Goal of the exercise
A verbatim copy of the data below is the required output.

(Natural-language object grounding data)
=-=-=

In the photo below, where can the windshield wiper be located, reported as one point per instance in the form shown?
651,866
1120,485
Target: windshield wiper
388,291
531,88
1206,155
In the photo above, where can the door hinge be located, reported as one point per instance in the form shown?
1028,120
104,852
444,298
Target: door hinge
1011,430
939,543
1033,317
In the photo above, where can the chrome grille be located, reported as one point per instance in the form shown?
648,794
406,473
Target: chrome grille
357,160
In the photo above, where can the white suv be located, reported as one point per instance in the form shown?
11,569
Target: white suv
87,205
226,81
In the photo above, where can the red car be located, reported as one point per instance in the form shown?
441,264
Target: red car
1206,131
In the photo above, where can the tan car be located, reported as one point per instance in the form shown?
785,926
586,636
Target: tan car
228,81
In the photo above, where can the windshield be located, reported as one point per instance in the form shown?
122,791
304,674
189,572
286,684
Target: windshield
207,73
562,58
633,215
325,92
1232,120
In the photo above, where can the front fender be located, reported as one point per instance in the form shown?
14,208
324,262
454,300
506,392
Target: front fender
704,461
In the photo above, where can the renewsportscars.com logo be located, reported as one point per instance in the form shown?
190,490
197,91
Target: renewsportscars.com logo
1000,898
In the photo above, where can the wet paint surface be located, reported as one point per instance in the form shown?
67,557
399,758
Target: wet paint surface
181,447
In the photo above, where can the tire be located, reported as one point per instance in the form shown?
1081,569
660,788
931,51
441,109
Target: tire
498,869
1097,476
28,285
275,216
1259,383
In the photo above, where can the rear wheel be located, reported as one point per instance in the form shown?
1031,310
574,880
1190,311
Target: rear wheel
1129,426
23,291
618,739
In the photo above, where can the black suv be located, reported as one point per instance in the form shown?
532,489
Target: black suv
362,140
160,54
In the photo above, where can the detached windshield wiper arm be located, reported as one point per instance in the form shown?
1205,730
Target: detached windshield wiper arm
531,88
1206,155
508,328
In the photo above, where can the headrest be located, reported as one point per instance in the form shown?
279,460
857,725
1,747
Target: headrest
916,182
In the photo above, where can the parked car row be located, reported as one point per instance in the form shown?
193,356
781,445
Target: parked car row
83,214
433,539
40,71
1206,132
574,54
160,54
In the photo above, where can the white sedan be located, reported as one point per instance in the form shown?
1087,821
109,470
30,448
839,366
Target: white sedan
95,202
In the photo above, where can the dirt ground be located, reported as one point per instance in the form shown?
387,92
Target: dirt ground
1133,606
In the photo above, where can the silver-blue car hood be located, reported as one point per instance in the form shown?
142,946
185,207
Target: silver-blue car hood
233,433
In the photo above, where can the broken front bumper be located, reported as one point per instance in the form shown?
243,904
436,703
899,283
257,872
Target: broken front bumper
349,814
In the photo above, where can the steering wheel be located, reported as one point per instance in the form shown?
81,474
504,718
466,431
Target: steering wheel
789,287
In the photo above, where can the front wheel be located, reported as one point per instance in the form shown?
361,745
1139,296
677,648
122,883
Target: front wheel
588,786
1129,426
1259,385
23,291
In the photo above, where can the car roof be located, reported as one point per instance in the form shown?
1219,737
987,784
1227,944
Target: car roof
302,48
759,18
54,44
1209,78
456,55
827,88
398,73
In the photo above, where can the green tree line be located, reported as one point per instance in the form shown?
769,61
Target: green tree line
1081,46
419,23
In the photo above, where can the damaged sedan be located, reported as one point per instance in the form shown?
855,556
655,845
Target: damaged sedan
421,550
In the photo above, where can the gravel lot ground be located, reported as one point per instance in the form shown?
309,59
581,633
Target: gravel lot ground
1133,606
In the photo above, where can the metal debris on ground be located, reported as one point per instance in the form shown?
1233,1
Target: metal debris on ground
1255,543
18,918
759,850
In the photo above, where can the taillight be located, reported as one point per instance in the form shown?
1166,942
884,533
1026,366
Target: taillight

=-=-=

Completed exercise
In the photo below, where can the windshield wiper be located, reported as one point per instance in the form shown?
651,866
1120,485
Target: windshield wiper
388,291
531,88
1206,155
In the photo above, where can the door hinge be located, reported as one point per instance in the form shown?
1028,120
104,852
444,298
Target: door hinge
1011,430
939,543
1033,317
In the photo above, where can the chrome grille be located, reported as one point per instance in the form shown?
648,794
406,473
Target: chrome grille
357,160
In the photo above, where can the white suv be located, reported as one point per instance in the form shown?
11,569
Target: white suv
87,205
226,81
In the photo above, where can the red car be located, reported as one point per instance in the form shown?
441,264
Target: red car
1206,131
In the photo above, where can the tan car be located, reported as one point per instance in the form shown?
785,926
586,636
Target: tan car
228,81
In the photo above, where can the windshield be located, reported as one point per instance in the form shown?
122,791
304,674
189,572
286,684
Target: windshield
207,73
562,58
633,215
325,92
1232,120
In the photo above, where can the front fender be located, reported as one point per instance in the form shown?
14,208
324,262
454,300
506,392
Target: front fender
704,461
In the photo above, where can the renewsportscars.com logo be located, reported as one point per instance in the form shown?
190,490
197,91
Target: renewsportscars.com logo
1000,898
In the photo above, where can the wet paint surface be located, reported as one point per instance in the form shown?
67,557
399,758
Target: wet paint surface
181,447
In the photo above, where can the tire be located, reported as one point per instance in the form shown?
1081,569
660,788
931,51
441,109
Target: tire
498,869
1097,476
28,285
275,216
1259,383
In the photo above, where can the rear wheel be located, reported as one point per instance in the form shown?
1031,310
574,880
1190,311
Target: rear wheel
1129,426
23,291
618,739
In the photo above, where can the black suv be located, reported as one point per instance in the form shown?
532,489
Target: black suv
362,140
160,54
In the photo above, where can the detached windshield wiper arm be located, reported as one point per instance in the form shown?
1205,730
Target: detached windshield wiper arm
531,88
1206,155
508,328
In the photo above, where can the headrest be located, reported as one point per instance in the form shown?
279,460
857,725
1,747
Target: headrest
916,182
In the photo above, where can the parked car row be located, reported as one point per instance in the form shown?
193,356
781,445
Target: parked car row
83,214
433,539
40,71
1206,132
574,54
160,54
In the photo above, where can the white sedan be located, reported as one point per instance in the form shown?
1087,821
109,470
30,448
839,366
Target: white sedan
95,202
In the photo above, where can the dirt ground be located, reported as one point per instance in the form shown?
387,92
Target: dirt ground
1133,606
In the photo above, where can the silver-blue car hood be located, reported as one point per instance in the form shown?
142,946
185,207
Target: silver-blue car hood
233,433
In the photo above, where can the broken front bumper be located, reported as one point per instance in the form shown?
243,904
436,703
899,283
257,872
Target: broken front bumper
349,814
In the photo above, where can the steering wheel be located, reported as one point per instance in the form shown?
81,474
504,718
466,431
Target: steering wheel
789,287
In the photo above, where can the front wheel be located, reported as one point per instance in the form shown?
361,745
1139,296
677,648
122,883
Target: front wheel
588,786
1129,426
1259,385
23,291
In the photo above, where can the car roof be located, reported as one point per instance in the form shown?
1219,737
987,784
1227,944
Target: car roof
302,48
759,18
54,44
1209,78
456,55
827,88
398,73
In the photo above, where can the green tree line be located, reported as one point per instance in the form shown?
769,61
Target: green tree line
1081,46
419,23
In the photo above, where can the damaged sedan be located, reported as one point per instance in the form shown?
855,556
655,845
Target: damaged sedan
421,550
In the photo above, where can the gravel lot ground be located, reported as one point per instance in the form shown?
309,59
581,633
Target: gravel lot ground
1133,606
In the photo above, where can the metal debris on ground be located, reported as one point per instance in the form shown?
1233,1
Target: metal debris on ground
1255,543
18,918
759,850
In the photo above, where can the taillight be located, reported as one point per instance in the form shown?
1166,942
884,533
1026,366
Target: taillight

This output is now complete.